* [TASK DIRECTIONS]
All of the records below need to be returned exactly.

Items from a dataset
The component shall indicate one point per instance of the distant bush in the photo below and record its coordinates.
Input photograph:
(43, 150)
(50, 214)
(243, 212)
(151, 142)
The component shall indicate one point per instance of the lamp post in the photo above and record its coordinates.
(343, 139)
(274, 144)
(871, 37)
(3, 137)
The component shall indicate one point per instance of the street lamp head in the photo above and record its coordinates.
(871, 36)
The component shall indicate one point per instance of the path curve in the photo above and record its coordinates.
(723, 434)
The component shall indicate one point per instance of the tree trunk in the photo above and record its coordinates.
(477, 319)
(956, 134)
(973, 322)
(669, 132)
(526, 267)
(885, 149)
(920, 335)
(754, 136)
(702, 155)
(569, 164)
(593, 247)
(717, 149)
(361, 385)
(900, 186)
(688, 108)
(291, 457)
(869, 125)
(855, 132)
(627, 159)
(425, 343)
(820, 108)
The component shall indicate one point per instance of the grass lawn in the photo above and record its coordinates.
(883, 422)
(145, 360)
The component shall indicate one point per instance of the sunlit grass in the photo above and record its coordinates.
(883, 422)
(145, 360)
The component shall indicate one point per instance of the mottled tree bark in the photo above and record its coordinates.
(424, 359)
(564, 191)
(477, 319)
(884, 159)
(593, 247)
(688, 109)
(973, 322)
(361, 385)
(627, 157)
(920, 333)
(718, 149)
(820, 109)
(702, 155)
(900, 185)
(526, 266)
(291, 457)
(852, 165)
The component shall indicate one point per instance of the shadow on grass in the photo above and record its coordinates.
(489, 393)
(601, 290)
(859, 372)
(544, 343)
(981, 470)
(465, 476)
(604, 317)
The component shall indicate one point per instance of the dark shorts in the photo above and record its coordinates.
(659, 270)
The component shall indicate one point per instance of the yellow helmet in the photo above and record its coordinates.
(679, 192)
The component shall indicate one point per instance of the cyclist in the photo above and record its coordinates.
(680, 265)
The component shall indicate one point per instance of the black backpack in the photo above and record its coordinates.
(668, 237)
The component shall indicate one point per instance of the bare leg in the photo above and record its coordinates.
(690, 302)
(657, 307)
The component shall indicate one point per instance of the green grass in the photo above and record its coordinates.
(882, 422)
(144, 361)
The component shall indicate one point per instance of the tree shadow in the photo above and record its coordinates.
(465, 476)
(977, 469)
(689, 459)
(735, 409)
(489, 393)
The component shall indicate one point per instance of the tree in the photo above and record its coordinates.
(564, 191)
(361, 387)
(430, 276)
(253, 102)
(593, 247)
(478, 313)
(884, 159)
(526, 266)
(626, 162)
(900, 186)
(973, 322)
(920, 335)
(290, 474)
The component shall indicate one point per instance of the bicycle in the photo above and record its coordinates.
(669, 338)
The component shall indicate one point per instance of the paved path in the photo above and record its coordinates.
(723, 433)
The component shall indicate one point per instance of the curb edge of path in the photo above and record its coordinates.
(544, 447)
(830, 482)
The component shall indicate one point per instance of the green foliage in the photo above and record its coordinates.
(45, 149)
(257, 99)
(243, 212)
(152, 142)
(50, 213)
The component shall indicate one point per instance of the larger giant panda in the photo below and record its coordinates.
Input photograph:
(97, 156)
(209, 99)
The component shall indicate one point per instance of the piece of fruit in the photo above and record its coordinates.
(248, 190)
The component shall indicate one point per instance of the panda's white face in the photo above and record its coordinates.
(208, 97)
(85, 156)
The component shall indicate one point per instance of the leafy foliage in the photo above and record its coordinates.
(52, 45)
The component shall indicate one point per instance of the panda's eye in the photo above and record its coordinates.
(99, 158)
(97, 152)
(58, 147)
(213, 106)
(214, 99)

* [RESULT]
The component shall indicate one point per instance of the distant bush in the photo below and record its coordinates.
Input photograph:
(43, 150)
(50, 214)
(243, 212)
(151, 142)
The component shall indicate one point per instance of the lamp post in the photo above and record its coordinates.
(343, 139)
(274, 144)
(871, 37)
(3, 137)
The component shall indicate one point per instance of the street lamp head in the photo above and record its coordinates.
(871, 36)
The component shall indicate one point per instance of the path curve in the photo above and record its coordinates.
(723, 434)
The component shall indicate one point per instance of the tree trunk in the photo above and record its coordinates.
(477, 319)
(956, 134)
(973, 322)
(669, 132)
(526, 267)
(885, 149)
(920, 335)
(754, 136)
(702, 155)
(569, 164)
(593, 247)
(717, 149)
(361, 385)
(900, 186)
(688, 108)
(291, 457)
(869, 125)
(855, 132)
(627, 159)
(425, 343)
(820, 108)
The component shall indicate one point per instance of the grass lawn in the photo above and record its coordinates.
(883, 422)
(145, 360)
The component shall indicate one point per instance of the sunlit grass in the photo above and record its coordinates.
(883, 422)
(145, 360)
The component shall indicate one point per instance of the mottled tree bark in the photo above and record its coordinates.
(424, 359)
(564, 191)
(477, 319)
(884, 159)
(593, 247)
(688, 109)
(973, 322)
(361, 385)
(627, 157)
(920, 333)
(718, 149)
(820, 109)
(702, 155)
(900, 185)
(526, 266)
(291, 457)
(852, 165)
The component shall indicate one point per instance of the shadow on grass in the photo above and record its coordinates.
(489, 393)
(601, 290)
(859, 372)
(544, 343)
(981, 470)
(465, 476)
(604, 317)
The component shall indicate one point per instance of the dark shorts in the photo above and record its coordinates.
(659, 270)
The component shall indicate one point per instance of the yellow helmet in the photo above and record its coordinates.
(679, 192)
The component shall indicate one point per instance of the cyclist in the photo above and record its coordinates.
(680, 265)
The component shall indicate one point per instance of the black backpack in the photo above and record its coordinates.
(668, 237)
The component shall indicate one point per instance of the bare leg in the photo above and record its coordinates.
(690, 302)
(657, 307)
The component shall indicate one point per instance of the green grass in the photo above and record its coordinates.
(882, 422)
(144, 361)
The component shall indicate one point per instance of the tree shadow in the photo above and record its coordinates.
(465, 476)
(977, 469)
(689, 459)
(735, 409)
(489, 393)
The component shall indicate one point per instance of the tree in the photo above and record its coordinates.
(564, 191)
(361, 387)
(430, 276)
(253, 102)
(593, 247)
(478, 313)
(884, 159)
(526, 266)
(626, 162)
(900, 186)
(973, 322)
(920, 335)
(290, 474)
The component shall indicate one point per instance of the bicycle in the photo above and record its coordinates.
(669, 338)
The component shall indicate one point per instance of the paved path in the photo above and record its coordinates.
(723, 433)
The component shall indicate one point per instance of the curb edge of path in the photo above and record its coordinates.
(544, 447)
(830, 482)
The component shall indicate one point per instance of the green foliage in the photo above and record its coordinates.
(45, 149)
(257, 99)
(243, 212)
(152, 142)
(50, 213)
The component shall indicate one point per instance of the larger giant panda in the photo below and record its coordinates.
Input photograph:
(97, 156)
(209, 99)
The component shall indicate one point per instance of the piece of fruit in the photo above and record its coordinates.
(248, 190)
The component shall indicate one point per instance of the panda's white face in the photo above and record its coordinates.
(208, 97)
(85, 156)
The component shall indicate one point per instance of the leafy foliage in the photo above and record its coordinates.
(52, 45)
The component shall indicate one point per instance of the panda's eye in the photo above and record its coordinates.
(99, 158)
(97, 152)
(58, 147)
(213, 106)
(214, 99)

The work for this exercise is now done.